◆ **Fragmento del texto**:
* * * * * * * * *

Punto de vista: Cuando la grieta que divide también cancela obras culturales

La grieta es un gran estímulo para la cultura de la cancelación. Cuando un tema sociopolítico divide aguas y los referentes artísticos se manifiestan en sentidos opuestos, en redes siempre asoman las sentencias “jamás escucharía un disco tuyo” o “ni en pedo vuelvo a ver las series y películas en las que estás”. 

Nombres como Alfredo Casero, Luis Brandoni, Martín Seefeld y Juan José Campanella, del lado crítico al oficialismo; y como Pablo Echarri, Nancy Dupláa, Florencia Peña, Dady Brieva y Andrea Rincón, del lado que respalda al Gobierno, suelen ser blancos de este tipo de sentencias. 

Por supuesto, la intensidad de la descalificación siempre es proporcional al tono del mensaje de repudio o apoyo que manifieste la figura en cuestión, que, por lo general, ya ha blanqueado cuál es su posición ideológica ante el curso de la historia.

* * * * * * * * *

◆ **Extracto de origen**:
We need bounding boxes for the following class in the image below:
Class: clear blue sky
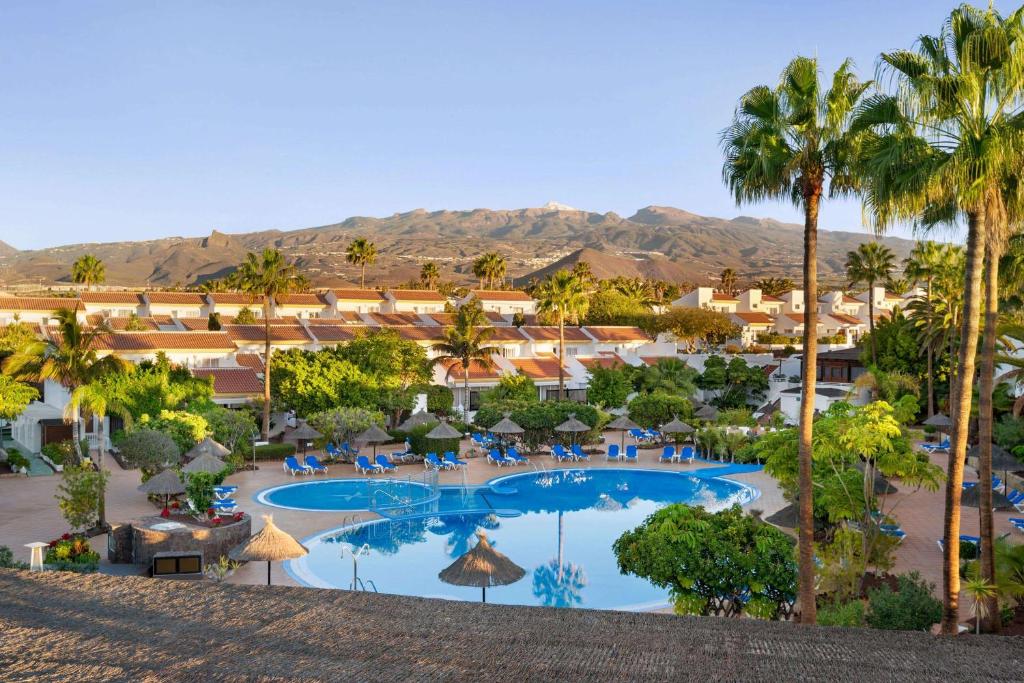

* * * * * * * * *

◆ **Consignas**:
a – Responde estas preguntas sobre el texto de la grieta y la cancelación:
(i) ¿De qué dice el texto que la grieta es un gran estímulo?
(ii) ¿Qué personas se nombran del lado crítico al oficialismo?
(iii) ¿A qué es proporcional la intensidad de la descalificación?
b – Prolonga el texto sobre la grieta y la cancelación a partir de su última oración.

◆ **Respuestas**:
a –
(i) De la cultura de la cancelación.
(ii) Alfredo Casero, Luis Brandoni, Martín Seefeld y Juan José Campanella.
(iii) Al tono del mensaje de repudio o apoyo que manifieste la figura en cuestión.

b –
En este contexto, los productos culturales han pasado a ser rehenes de la confrontación política nacional, y en mayor grado incluso que en el caso de cancelaciones por acciones repudiables de los creadores.

En el espiral de odio reinante, un artista que se confiesa macrista o kirchnerista recibe del lado opuesto un desprecio y una condena similares a los de un acosador sexual, por ejemplo. 

La exacerbación de este panorama puede producir dos efectos, ambos indeseables: que si la grieta se agiganta no queden más libros por leer, películas o series por mirar, ni discos por escuchar libremente; o que un artista elija preservar sus miradas y posturas sociales, políticas y económicas en instancias promocionales para que su obra no se vea afectada. 

Un triste nivel de oscurantismo que urge revertir, por cuanto las expresiones artísticas trascienden los binarismos y las construcciones maniqueas.

La oscarizada El secreto de tus ojos no tiene la culpa de nada, del mismo modo que el bizarrismo de Cha Cha Cha no tiene por qué generar sentimientos de culpa en viejos fans ni impostaciones de fascinación por parte de arribistas. 

Y lo mismo cabe para la relectura de Casados con hijos, Montecristo o Graduados. Lo ideal sería que pasen a la historia, que trasciendan o no, por su peso artístico o por cómo interpelaron en su momento a las audiencias, que eran más uniformes hace unos años. 

No se trata, por supuesto, de una invitación a vaciarse de contenido o a desideologizarse. Sino de “desalambrar”  las miradas lineales y guiadas por esta bipolaridad paralizante.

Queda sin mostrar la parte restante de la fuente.